(WHAT TO PRODUCE)
Show every line of the items below that contains the string "segtool".

(RECORDS FOR THE TASK)
++++++++++

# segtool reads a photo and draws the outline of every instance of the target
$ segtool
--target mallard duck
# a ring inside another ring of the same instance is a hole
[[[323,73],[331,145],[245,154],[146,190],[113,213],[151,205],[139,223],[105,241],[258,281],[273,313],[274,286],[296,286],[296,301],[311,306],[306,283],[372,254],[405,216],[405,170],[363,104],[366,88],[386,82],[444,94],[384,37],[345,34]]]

++++++++++

(TASK ANSWER)
# segtool reads a photo and draws the outline of every instance of the target
$ segtool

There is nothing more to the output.